Segment Start: Provided data

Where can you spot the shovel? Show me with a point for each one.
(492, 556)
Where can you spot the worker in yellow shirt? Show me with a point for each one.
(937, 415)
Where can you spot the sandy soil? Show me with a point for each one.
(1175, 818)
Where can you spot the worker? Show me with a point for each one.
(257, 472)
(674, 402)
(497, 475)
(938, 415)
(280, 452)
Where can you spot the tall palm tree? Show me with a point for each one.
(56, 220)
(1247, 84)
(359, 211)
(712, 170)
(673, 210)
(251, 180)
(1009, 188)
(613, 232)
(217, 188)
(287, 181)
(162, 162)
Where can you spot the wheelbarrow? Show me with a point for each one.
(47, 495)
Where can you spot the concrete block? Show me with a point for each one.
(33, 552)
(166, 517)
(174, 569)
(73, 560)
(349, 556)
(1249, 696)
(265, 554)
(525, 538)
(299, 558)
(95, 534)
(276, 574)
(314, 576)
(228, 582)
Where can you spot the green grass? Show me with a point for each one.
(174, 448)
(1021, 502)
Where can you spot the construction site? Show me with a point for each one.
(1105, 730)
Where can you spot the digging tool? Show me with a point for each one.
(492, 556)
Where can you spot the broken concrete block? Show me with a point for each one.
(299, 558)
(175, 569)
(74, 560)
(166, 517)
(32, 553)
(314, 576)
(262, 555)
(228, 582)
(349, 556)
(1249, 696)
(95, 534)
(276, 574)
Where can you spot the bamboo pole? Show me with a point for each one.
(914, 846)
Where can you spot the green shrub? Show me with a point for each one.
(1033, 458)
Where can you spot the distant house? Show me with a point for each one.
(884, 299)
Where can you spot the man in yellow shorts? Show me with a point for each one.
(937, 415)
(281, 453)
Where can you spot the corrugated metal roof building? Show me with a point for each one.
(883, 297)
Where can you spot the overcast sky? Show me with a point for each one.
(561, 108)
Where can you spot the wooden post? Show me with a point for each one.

Segment End: Provided data
Segment Start: Provided data

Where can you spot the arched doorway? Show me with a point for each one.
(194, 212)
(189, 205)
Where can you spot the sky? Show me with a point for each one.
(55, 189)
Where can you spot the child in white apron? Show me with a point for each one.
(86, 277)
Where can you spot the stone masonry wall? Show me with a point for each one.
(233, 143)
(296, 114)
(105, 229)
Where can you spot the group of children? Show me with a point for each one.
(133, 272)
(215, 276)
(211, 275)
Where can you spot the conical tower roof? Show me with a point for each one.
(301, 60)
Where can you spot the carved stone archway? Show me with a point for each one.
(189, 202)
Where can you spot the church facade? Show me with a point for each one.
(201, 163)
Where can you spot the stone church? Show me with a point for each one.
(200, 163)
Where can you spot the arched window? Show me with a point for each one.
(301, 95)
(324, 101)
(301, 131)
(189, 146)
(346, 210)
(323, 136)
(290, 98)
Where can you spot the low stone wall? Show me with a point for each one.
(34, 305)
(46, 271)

Segment End: Provided data
Segment Start: Provided data

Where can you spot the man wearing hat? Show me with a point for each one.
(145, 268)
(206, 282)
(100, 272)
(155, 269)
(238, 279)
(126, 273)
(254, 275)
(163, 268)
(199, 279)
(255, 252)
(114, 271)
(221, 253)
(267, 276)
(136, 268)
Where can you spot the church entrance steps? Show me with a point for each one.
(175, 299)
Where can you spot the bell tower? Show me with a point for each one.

Segment End: Provided data

### [What this task involves]
Could you restate word for word the lines above, from the one that contains "Where can you spot the man wearing" through the one that contains "Where can you spot the bell", and no others?

### [Exercise response]
Where can you spot the man wearing hat? Show me with a point for each one.
(145, 268)
(206, 282)
(100, 272)
(155, 269)
(238, 279)
(126, 273)
(254, 275)
(163, 268)
(199, 279)
(255, 252)
(114, 271)
(221, 253)
(267, 276)
(136, 268)
Where can you spot the church entrance steps? Show me with a point for each one.
(175, 299)
Where can you spot the bell tower? Show me with a point for each one.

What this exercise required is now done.